[Natural-language object grounding data]
*** Block opens ***

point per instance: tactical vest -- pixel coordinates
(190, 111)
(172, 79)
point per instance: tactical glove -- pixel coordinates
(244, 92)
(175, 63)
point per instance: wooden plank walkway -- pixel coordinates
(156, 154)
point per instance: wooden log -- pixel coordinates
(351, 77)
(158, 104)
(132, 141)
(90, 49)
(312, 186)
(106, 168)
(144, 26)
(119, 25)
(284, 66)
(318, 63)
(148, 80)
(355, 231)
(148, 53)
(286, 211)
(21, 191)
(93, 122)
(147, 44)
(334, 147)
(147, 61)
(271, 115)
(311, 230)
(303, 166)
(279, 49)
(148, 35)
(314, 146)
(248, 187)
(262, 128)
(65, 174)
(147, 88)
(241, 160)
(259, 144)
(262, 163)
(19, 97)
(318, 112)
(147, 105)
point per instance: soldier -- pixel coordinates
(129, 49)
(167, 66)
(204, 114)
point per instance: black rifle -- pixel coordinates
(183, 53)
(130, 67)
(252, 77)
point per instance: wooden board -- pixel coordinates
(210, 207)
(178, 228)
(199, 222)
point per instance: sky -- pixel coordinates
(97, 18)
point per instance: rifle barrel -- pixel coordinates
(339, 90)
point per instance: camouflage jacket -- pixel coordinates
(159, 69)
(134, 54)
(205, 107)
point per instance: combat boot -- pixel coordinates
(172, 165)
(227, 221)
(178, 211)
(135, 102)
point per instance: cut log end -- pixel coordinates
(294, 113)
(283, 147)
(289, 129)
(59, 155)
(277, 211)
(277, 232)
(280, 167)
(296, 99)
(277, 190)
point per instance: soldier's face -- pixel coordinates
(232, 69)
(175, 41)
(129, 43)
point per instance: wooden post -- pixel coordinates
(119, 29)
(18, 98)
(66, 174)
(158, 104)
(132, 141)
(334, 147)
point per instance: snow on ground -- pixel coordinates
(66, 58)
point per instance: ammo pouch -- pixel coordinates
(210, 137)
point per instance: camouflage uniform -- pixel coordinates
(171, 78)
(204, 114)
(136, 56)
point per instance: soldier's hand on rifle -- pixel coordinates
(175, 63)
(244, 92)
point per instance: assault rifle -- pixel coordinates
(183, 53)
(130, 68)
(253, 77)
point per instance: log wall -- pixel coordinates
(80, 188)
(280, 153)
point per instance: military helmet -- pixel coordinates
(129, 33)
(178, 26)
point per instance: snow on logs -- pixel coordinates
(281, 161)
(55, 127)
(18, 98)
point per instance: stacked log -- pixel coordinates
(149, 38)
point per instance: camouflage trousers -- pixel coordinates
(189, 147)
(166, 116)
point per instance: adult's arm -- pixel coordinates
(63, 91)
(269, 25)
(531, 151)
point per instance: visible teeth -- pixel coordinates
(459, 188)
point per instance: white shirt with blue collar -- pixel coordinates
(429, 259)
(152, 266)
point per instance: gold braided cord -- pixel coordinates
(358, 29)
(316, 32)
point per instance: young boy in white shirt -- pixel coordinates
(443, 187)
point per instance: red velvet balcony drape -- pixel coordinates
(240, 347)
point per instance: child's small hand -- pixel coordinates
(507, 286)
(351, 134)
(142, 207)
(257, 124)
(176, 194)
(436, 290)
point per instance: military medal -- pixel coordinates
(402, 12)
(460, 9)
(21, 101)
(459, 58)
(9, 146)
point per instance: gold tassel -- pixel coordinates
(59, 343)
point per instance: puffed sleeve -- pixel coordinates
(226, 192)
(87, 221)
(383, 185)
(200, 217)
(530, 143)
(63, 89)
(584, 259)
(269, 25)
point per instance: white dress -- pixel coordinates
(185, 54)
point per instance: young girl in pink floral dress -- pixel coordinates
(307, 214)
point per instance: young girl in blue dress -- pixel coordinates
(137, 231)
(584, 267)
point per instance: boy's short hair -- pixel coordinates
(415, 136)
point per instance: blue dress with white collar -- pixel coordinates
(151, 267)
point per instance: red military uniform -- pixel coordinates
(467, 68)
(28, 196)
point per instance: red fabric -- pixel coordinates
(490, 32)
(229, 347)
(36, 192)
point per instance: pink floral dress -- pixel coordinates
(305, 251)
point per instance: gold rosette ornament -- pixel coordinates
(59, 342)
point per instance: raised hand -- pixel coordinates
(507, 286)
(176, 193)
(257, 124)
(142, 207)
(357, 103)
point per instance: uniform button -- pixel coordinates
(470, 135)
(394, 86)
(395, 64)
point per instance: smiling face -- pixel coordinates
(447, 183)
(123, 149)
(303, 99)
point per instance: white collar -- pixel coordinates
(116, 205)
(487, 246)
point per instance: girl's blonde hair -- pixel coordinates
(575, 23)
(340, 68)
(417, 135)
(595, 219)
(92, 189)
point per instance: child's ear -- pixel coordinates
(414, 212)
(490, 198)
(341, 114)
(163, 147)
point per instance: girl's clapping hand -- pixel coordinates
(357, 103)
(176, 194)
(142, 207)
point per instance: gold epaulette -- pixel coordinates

*** Block closes ***

Instructions for the task:
Starting from the line with "point per instance: girl's clapping" and ending with the final line of the data, quote every line exactly, both ends included.

Exercise solution:
point per instance: girl's clapping hand -- pixel coordinates
(357, 103)
(176, 194)
(142, 207)
point per instance: gold epaulette -- pixel coordinates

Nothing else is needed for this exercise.